* What this exercise asks:
1. In the rows, starting at the line containing "In the image provided above, tightly box each blurred" and running to the end of the rows, swap "blurred leaf" for "out-of-focus leaf" and reproduce those lines with everything else unchanged.
2. Carry the article on the collapse of India's party system forward from the point where it stops.

* Selected text:
+ + + + + + +

Scholars both Indian and foreign have argued that the health of our democracy has deteriorated in recent years. However, one aspect of India’s democratic decline has perhaps not got the attention it deserves. This is the collapse of the party system. Indeed, in some ways, this is a more telling sign of how far Indian democracy has fallen than the attacks on press freedom, the suborning of independent institutions, the opacity of electoral funding and so on.
Consider, for instance, the recent induction by the Tamil Nadu chief minister of his son into his cabinet. Younger readers may see this as utterly normal, yet those with longer memories can only view it as antithetical to the founding ideals of the Dravida Munnetra Kazhagam. The DMK arose out of a popular movement that asserted Tamil identity in the face of the hegemonising impulses of the much more populous and, hence, more politically influential Hindi-speaking regions of India.
While the autonomy of Tamil culture and the desire to cultivate self-respect were the primary driving forces, the DMK also took a more progressive position on caste and gender than the then-northern dominated Congress Party did. Further, once in office from 1967 onwards, the DMK also sought to provide a more welfare-oriented administration than previous governments in the state had.
The DMK presented itself as a party of cultural pride and social reform. It was not meant to be a family firm. And it would perhaps never have become one had it not been for the premature death of its first chief minister, C. Annadurai. Making the DMK a family party was the handiwork of his successor, M Karunanidhi. It was he who groomed his son, MK Stalin, as his successor, thus transforming the party of Tamil pride in a direction not anticipated by its founders.
From father to son
The DMK is not the only major regional party to have followed this nepotistic route. The Shiromani Akali Dal has an even older lineage than the DMK. For many decades after its founding, its principal aim was to fight for, and defend, a robust Sikh identity. It was only under the leadership of Parkash Singh Badal that it became a family party. A similar path has been taken by other regional parties, such as the Shiv Sena and the Telangana Rashtra Samithi. Indeed, when Stalin inducted his son, Udhayanidhi, into his cabinet, he was surely encouraged by the precedents set by Uddhav Thackeray and K Chandrashekhar Rao, who had already made their own sons ministers in cabinets of which they were chief minister. Then we have North Indian parties like the Samajwadi Party, the Rashtirya Janata Dal and the Rashtriya Lok Dal, whose professed ideological commitment to “social justice” is deeply vitiated by the party leadership passing in all cases from father to son.

+ + + + + + +

* Records to use:
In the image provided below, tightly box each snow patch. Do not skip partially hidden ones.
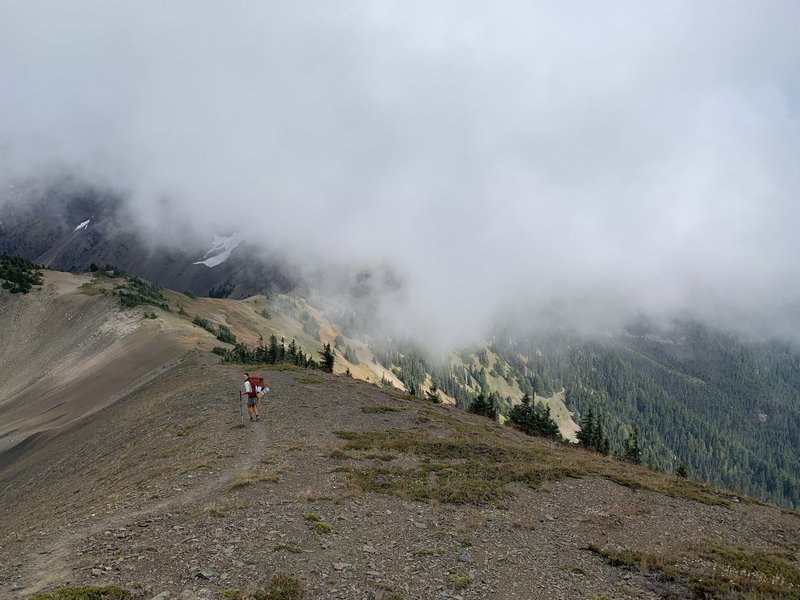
[193,233,244,268]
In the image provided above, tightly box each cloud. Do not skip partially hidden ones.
[0,0,800,339]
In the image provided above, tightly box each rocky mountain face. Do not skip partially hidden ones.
[0,272,800,600]
[0,187,293,298]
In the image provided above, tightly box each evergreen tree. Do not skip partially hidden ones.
[319,344,336,373]
[425,383,442,404]
[622,428,642,465]
[469,394,497,420]
[576,406,596,448]
[266,335,279,365]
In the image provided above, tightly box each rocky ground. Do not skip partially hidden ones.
[0,353,800,600]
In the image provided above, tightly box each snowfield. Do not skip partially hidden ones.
[192,233,244,268]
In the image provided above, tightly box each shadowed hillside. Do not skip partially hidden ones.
[0,271,800,600]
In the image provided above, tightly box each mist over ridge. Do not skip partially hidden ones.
[0,1,800,344]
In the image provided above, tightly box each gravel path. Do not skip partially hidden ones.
[0,355,800,600]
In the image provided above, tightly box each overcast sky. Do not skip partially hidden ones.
[0,0,800,342]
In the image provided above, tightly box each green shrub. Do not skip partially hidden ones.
[0,256,42,294]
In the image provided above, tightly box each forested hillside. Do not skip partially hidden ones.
[368,320,800,507]
[493,321,800,507]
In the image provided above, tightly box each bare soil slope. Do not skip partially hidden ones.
[0,271,185,451]
[0,353,800,600]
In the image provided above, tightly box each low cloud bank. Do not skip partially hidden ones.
[0,1,800,343]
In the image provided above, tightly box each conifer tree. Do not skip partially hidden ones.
[622,428,642,465]
[576,406,595,448]
[319,344,336,373]
[469,394,497,420]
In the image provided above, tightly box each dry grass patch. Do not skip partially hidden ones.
[31,585,133,600]
[361,406,406,415]
[335,411,731,507]
[414,548,446,556]
[337,430,585,506]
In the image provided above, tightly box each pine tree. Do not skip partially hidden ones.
[319,344,336,373]
[622,428,642,465]
[576,406,595,448]
[425,383,442,404]
[469,394,497,420]
[266,335,278,365]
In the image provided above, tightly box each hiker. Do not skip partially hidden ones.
[239,373,261,421]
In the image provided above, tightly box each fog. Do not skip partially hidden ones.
[0,0,800,342]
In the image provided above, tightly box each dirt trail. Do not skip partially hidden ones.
[0,355,800,600]
[0,272,186,452]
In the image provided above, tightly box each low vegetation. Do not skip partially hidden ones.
[336,406,730,507]
[0,256,42,294]
[31,585,133,600]
[219,573,305,600]
[589,542,800,599]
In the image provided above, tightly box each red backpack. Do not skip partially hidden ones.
[247,375,266,398]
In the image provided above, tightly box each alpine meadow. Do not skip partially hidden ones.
[0,0,800,600]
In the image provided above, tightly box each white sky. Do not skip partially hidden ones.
[0,0,800,336]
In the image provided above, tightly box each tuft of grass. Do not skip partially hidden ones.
[178,463,213,475]
[266,573,304,600]
[361,406,406,415]
[314,521,333,535]
[272,544,303,554]
[447,573,472,590]
[230,471,268,490]
[414,548,445,556]
[31,585,133,600]
[78,279,104,296]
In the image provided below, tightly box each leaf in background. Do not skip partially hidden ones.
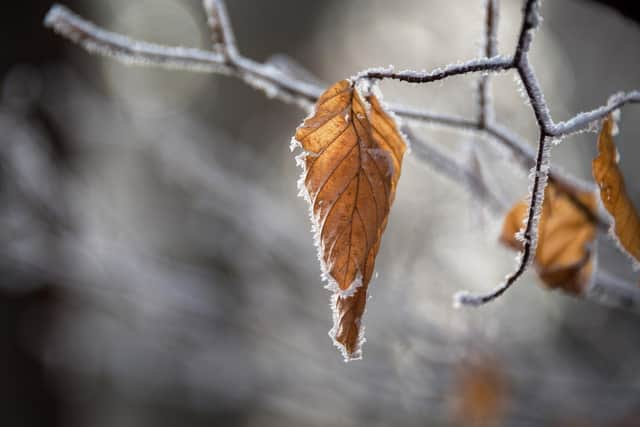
[450,356,509,427]
[293,80,406,360]
[500,184,597,295]
[592,115,640,266]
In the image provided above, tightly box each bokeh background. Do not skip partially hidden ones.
[0,0,640,427]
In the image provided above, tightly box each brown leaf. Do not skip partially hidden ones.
[500,184,597,295]
[592,115,640,265]
[294,80,406,360]
[451,356,509,427]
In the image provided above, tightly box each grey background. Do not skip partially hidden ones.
[0,0,640,427]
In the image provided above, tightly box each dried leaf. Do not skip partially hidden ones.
[293,80,406,360]
[592,115,640,266]
[500,184,597,295]
[451,356,508,427]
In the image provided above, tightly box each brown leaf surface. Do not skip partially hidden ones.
[500,184,597,295]
[592,115,640,265]
[451,356,509,427]
[295,80,406,360]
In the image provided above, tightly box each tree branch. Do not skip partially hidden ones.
[45,0,640,312]
[478,0,499,128]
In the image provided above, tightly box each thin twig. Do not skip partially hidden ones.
[478,0,499,128]
[355,55,513,83]
[202,0,238,60]
[454,135,549,307]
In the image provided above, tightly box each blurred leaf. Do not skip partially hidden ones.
[500,184,597,295]
[592,115,640,263]
[451,356,509,426]
[295,80,406,360]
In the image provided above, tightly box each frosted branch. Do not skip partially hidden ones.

+ + + + + + +

* Results by task:
1.
In the image provided above, tightly box each out-of-focus leaf. Do not skip partially hidden ones.
[500,184,597,295]
[592,115,640,263]
[451,356,509,426]
[295,80,406,360]
In the image provided above, tightly box each frosted branch. Do not skip partially hidden ones.

2.
It is my contention that none of the above may have happened if the oldest and most storied of Indian political parties had not, under Indira Gandhi’s leadership, become a family firm. The Indian National Congress of today bears only the slightest resemblance to the party of the same name that played such a critical role in the freedom struggle.
The unbridgeable difference between the one and the other is captured in (among other things) the family history of the most popular leader of the original Congress. Mahatma Gandhi had four sons; all went to jail several times while protesting British rule; none became members of Parliament, let alone ministers, in independent India. Gandhi’s youngest son, Devadas Gandhi, was asked by Prime Minister Jawaharlal Nehru to enter formal politics; he refused, choosing to stay on in his job as a newspaper editor instead. In 1949, Nehru offered to send Devadas as India’s ambassador to the Soviet Union; the following year, Nehru invited Devadas to join the Union cabinet. Mahatma Gandhi’s son, mindful of the precedent it would set, declined each time.
That sort of scruple is now, alas, entirely absent in Indian politics, and not just in the Congress Party. Indira Gandhi’s successive anointing of her sons, Sanjay and Rajiv, as her political heirs encouraged leaders of the DMK and the Akalis to promote their own children. A generation later, the refusal by Sonia Gandhi to consider anyone other than her son, Rahul, as the pre-eminent leader of the Congress has given a further stimulus to the fostering of a dynastic culture in Indian politics.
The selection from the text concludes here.